_ASSIGNMENT_
From top to bottom, return the listing exactly as it appears, omitting its images.

*-*-*

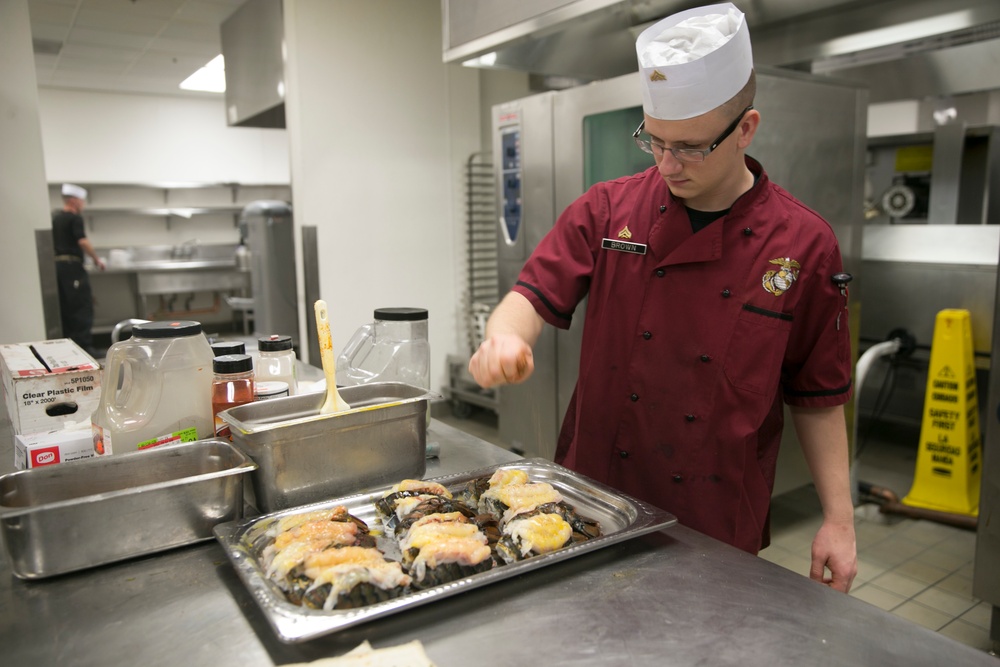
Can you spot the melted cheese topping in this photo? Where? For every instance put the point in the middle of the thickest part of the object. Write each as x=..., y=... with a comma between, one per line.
x=520, y=497
x=540, y=534
x=420, y=537
x=347, y=567
x=343, y=533
x=406, y=505
x=290, y=522
x=293, y=554
x=507, y=476
x=461, y=550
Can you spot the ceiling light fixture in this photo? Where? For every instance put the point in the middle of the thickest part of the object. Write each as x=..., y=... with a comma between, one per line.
x=210, y=79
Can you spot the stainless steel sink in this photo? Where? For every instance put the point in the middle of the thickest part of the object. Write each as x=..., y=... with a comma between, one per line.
x=181, y=264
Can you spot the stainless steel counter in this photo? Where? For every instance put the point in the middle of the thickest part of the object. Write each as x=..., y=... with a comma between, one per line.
x=673, y=597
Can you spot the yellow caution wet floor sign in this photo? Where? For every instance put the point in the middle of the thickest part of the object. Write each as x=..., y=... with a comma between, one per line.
x=949, y=469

*-*-*

_ANSWER FOR THE TASK_
Can you spot the melted cheese topping in this photo? Where? For every instance put the point in the middle of the thickest part of the object. Write each as x=..., y=... with a comma between, one per line.
x=520, y=497
x=540, y=534
x=420, y=537
x=347, y=567
x=343, y=533
x=406, y=505
x=290, y=522
x=293, y=554
x=507, y=476
x=461, y=550
Can you spot the ceiling light fixture in this photo? Where? For every instance put the point in the middle of the thickest part of the object. Write each as x=..., y=... with a comma between, one per line.
x=210, y=79
Can you spot the stainless steel sink in this photo? Where? For every instance put the point in the middle of the thickest part of the object. Write each as x=..., y=... with a comma between, one per line.
x=181, y=264
Can you spot the stainless steel counter in this photo? Where? For every instance put the point in the middle of the thickest part of the object. Write each as x=..., y=... with a comma between, one per line.
x=673, y=597
Can you spot the yellow caution wet floor sign in this photo? Where? For every instance put the point in the middle of the thickest part of the object. Write each as x=..., y=... with a comma between, one per line.
x=949, y=469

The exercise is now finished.